Reproduce the listing below exactly as it stands, but leave out the pictures.

++++ Input ++++

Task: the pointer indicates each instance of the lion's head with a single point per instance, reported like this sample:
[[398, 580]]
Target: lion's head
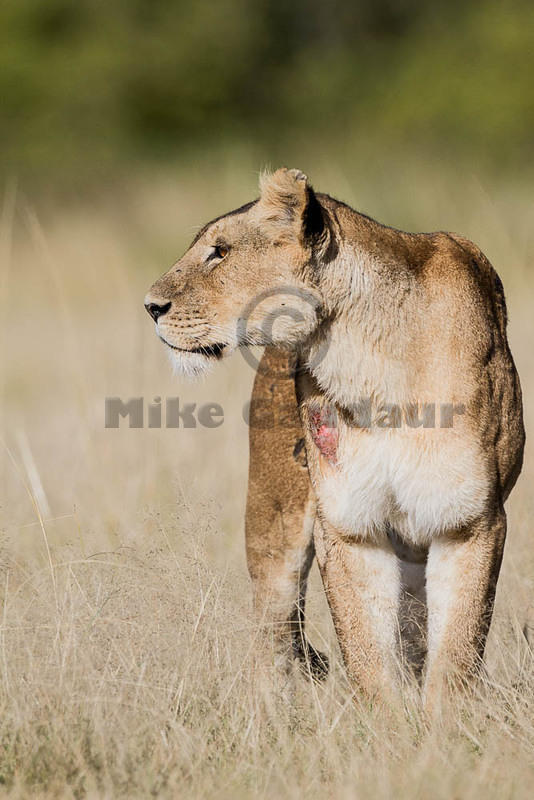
[[248, 277]]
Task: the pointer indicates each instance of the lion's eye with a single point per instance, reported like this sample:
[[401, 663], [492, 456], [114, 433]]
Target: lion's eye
[[220, 251]]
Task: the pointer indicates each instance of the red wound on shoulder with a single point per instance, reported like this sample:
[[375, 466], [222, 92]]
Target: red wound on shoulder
[[324, 431]]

++++

• Answer to this problem
Task: the pointer indicates each instance of the lion's head with a single point per instance, reported like this sample:
[[398, 580]]
Target: lion's head
[[248, 277]]
Task: the pointer indicates each instance of the lion's eye with a single point per instance, reported like this sample:
[[401, 663], [492, 456], [114, 433]]
Target: lion's eye
[[220, 251]]
Task: the pointer indicates each instance of the red wound on shoulder with a single point per instance, reported like this sample:
[[375, 466], [222, 92]]
Target: red wound on shoulder
[[324, 431]]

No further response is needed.